### TRY IT
For this exercise, please reproduce the records below word for word, from the first line through the line with "Where can the woman's face".

===============

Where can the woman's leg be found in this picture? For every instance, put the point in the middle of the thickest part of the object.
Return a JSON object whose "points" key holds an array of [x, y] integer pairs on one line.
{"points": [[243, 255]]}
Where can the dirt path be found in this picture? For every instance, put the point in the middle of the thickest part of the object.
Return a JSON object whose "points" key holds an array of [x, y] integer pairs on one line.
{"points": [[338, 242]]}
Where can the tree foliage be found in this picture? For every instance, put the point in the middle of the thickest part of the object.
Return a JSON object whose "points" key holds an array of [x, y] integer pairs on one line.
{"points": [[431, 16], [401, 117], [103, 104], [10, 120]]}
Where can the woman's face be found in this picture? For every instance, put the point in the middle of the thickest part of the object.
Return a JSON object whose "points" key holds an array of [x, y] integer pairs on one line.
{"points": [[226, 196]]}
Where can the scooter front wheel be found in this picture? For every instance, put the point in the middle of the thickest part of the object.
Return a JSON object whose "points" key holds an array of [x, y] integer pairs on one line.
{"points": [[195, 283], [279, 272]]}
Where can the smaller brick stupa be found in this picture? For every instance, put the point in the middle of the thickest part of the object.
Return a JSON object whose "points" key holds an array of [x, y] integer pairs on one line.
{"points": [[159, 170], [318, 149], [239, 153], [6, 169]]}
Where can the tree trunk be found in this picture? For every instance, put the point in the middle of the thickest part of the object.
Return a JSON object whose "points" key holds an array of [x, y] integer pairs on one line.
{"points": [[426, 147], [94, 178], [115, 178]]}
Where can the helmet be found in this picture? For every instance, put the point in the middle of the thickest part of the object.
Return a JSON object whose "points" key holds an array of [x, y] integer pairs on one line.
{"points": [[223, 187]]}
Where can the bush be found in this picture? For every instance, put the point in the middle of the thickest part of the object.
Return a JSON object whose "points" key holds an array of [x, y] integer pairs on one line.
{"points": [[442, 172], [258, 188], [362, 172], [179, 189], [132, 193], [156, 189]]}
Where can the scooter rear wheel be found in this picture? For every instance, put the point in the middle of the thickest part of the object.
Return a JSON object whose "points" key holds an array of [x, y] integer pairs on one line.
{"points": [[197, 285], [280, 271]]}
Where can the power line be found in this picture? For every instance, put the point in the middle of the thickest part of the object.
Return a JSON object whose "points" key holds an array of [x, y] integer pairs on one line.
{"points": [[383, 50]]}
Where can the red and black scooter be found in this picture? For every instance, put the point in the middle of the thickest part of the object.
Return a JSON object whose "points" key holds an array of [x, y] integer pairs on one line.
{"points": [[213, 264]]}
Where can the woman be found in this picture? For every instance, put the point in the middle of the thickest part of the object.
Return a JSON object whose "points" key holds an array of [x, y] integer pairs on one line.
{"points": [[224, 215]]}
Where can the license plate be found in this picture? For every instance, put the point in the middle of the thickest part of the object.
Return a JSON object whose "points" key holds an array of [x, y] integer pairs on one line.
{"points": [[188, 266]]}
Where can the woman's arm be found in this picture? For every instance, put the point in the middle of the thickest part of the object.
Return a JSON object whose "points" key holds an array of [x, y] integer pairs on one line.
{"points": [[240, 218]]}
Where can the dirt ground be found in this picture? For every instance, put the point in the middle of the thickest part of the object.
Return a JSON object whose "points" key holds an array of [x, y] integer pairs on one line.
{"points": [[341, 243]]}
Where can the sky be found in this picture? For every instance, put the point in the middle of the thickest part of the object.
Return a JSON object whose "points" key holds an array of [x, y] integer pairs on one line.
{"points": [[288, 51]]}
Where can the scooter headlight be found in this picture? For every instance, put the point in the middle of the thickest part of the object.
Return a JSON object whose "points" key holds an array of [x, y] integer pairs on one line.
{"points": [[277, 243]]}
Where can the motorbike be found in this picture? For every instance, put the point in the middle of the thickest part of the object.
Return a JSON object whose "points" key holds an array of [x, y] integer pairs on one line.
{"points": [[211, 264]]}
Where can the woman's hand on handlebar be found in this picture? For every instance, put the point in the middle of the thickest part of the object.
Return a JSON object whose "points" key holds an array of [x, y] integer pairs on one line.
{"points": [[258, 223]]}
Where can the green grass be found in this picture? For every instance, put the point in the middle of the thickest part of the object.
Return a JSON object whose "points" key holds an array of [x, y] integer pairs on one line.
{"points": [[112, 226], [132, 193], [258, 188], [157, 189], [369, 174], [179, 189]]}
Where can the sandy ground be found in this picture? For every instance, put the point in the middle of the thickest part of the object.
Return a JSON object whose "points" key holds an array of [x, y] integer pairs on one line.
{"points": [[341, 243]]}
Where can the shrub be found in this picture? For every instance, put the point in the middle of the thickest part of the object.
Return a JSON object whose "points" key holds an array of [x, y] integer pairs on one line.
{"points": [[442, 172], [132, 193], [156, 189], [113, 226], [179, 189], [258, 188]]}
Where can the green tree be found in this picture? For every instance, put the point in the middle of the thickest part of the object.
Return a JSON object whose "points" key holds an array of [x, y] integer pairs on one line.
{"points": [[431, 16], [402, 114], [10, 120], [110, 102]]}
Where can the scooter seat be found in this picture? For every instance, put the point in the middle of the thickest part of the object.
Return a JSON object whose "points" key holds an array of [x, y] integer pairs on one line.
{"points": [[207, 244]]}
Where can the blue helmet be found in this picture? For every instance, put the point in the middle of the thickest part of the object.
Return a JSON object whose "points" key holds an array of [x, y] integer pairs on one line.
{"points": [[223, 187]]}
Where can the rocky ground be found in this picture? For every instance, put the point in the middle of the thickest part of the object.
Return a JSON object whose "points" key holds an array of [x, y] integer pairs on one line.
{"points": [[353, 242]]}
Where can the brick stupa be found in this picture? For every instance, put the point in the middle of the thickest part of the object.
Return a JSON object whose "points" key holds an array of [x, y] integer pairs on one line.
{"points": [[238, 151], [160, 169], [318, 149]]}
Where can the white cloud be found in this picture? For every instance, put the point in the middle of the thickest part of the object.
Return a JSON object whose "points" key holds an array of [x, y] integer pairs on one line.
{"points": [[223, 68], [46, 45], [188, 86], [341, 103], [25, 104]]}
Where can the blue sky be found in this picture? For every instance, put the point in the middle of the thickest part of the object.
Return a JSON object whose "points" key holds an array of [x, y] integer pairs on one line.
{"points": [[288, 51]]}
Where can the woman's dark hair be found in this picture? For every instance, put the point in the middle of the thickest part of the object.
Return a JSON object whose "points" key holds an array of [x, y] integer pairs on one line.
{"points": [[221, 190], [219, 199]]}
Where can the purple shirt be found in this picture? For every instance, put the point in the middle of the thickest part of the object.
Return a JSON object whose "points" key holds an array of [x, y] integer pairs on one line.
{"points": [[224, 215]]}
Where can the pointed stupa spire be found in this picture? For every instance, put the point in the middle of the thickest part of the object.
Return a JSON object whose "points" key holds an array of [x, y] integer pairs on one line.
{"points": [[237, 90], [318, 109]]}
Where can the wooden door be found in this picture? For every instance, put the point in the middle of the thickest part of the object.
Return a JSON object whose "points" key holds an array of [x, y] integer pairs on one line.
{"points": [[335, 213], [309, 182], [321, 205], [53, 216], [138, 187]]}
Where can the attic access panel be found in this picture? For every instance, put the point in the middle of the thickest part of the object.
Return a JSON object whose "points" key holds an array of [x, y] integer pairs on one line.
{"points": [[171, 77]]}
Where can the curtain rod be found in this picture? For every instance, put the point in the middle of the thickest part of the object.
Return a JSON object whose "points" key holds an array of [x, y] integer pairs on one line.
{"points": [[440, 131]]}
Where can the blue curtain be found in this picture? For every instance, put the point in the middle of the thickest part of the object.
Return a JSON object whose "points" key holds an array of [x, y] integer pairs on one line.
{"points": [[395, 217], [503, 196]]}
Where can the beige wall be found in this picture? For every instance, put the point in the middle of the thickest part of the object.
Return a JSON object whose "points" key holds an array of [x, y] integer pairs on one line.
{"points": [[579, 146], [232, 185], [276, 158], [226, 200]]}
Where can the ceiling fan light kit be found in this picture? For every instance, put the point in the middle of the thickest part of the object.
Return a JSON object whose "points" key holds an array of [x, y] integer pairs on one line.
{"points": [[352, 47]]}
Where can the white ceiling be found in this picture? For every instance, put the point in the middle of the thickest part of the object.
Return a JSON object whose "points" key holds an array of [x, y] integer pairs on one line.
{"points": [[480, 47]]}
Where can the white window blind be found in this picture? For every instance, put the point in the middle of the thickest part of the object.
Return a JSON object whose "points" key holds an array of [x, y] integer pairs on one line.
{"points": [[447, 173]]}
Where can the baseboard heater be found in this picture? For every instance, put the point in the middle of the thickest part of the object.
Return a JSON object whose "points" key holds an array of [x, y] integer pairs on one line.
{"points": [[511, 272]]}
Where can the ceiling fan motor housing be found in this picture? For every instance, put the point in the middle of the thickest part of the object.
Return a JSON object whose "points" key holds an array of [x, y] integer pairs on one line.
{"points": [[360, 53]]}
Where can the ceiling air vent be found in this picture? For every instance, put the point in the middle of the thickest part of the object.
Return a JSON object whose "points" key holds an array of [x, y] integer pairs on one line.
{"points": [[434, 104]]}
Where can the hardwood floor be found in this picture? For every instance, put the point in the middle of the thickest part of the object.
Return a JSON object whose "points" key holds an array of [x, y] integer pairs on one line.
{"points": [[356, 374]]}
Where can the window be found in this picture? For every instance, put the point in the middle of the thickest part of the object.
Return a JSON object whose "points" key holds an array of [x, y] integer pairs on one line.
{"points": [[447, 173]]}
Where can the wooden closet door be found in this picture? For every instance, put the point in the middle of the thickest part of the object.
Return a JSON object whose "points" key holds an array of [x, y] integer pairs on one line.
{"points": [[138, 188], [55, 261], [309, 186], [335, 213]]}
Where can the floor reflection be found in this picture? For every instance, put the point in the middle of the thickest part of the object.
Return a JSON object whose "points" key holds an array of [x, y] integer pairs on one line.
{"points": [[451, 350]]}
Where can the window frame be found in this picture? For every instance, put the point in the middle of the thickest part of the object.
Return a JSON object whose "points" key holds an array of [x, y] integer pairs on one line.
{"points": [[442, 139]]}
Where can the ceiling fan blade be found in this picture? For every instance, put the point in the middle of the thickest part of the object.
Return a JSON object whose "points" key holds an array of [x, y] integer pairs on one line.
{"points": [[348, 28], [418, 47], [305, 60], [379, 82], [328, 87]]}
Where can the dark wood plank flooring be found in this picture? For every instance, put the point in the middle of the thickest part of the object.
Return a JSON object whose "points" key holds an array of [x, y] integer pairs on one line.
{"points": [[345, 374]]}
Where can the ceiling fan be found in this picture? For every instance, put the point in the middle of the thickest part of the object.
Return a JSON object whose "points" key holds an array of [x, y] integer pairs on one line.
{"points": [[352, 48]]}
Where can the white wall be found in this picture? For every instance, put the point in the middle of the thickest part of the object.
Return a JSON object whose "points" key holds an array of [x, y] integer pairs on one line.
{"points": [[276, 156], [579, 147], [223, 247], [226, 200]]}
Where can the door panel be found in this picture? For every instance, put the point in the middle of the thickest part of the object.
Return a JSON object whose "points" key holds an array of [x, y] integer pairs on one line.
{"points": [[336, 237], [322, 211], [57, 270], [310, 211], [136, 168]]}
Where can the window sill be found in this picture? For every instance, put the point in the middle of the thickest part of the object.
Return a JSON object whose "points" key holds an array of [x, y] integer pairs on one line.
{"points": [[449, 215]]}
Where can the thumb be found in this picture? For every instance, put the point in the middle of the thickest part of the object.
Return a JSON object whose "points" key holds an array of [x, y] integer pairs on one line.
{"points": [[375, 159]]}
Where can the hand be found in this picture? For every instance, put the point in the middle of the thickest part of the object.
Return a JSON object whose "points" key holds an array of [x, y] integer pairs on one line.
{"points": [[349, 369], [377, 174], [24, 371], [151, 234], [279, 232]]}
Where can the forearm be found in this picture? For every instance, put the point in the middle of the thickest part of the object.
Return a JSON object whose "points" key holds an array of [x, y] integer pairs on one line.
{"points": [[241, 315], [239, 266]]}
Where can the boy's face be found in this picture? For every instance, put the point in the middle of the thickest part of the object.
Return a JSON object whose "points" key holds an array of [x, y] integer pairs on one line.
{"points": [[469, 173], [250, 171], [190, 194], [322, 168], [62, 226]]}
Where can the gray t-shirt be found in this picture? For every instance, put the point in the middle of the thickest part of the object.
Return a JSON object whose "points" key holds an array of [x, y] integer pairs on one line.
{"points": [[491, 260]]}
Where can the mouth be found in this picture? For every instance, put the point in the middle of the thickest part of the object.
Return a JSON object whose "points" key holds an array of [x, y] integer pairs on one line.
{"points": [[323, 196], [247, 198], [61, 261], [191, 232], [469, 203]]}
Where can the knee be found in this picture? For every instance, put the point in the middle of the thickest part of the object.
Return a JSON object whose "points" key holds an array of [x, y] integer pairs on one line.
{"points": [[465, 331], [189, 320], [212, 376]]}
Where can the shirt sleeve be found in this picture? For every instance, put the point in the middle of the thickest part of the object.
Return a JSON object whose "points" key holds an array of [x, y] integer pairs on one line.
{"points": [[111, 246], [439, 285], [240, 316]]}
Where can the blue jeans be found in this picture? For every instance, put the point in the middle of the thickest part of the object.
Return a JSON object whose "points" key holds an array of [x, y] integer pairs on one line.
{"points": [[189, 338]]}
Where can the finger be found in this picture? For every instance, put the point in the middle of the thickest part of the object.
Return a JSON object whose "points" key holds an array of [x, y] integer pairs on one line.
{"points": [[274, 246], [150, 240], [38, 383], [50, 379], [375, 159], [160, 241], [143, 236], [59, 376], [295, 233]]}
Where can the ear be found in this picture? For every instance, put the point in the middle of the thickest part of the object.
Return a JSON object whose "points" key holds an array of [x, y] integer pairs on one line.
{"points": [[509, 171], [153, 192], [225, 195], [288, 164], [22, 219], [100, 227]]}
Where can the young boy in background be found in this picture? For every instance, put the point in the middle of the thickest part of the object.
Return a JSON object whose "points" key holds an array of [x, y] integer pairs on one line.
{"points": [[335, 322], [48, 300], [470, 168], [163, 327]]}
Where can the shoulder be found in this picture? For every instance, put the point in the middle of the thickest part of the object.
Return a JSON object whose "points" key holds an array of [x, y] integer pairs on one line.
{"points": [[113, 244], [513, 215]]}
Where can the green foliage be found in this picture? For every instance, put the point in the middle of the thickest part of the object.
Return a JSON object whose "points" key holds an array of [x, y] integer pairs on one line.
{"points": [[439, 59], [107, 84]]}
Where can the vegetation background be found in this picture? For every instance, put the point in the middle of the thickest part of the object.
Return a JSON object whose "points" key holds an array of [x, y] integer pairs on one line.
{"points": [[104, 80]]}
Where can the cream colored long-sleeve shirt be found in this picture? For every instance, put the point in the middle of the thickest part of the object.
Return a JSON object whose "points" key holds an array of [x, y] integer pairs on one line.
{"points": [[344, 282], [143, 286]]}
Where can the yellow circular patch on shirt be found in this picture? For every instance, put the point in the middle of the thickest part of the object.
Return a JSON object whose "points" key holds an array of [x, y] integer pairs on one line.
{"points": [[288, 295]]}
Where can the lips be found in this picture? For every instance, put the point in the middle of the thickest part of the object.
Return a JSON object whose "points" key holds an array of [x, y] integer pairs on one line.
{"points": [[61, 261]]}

===============

### RESULT BELOW
Where can the woman's leg be found in this picture? For every instance, put the point in the middle of the thickest part of the object.
Return a JSON object whose "points" key holds an array of [x, y] integer pairs on one line.
{"points": [[243, 255]]}
Where can the dirt path be found in this picture? For every instance, put the point in the middle of the thickest part of the object.
Return a JSON object whose "points" key holds an array of [x, y] integer pairs on one line.
{"points": [[338, 242]]}
Where can the tree foliage be found in this picture? For every instance, put the point in the middle of the thickest part of the object.
Return a JSON object whose "points" key holds an array of [x, y] integer pairs on one line.
{"points": [[431, 16], [401, 117], [103, 104], [10, 120]]}
Where can the woman's face be found in this picture? For every instance, put the point in the middle of the thickest part of the object.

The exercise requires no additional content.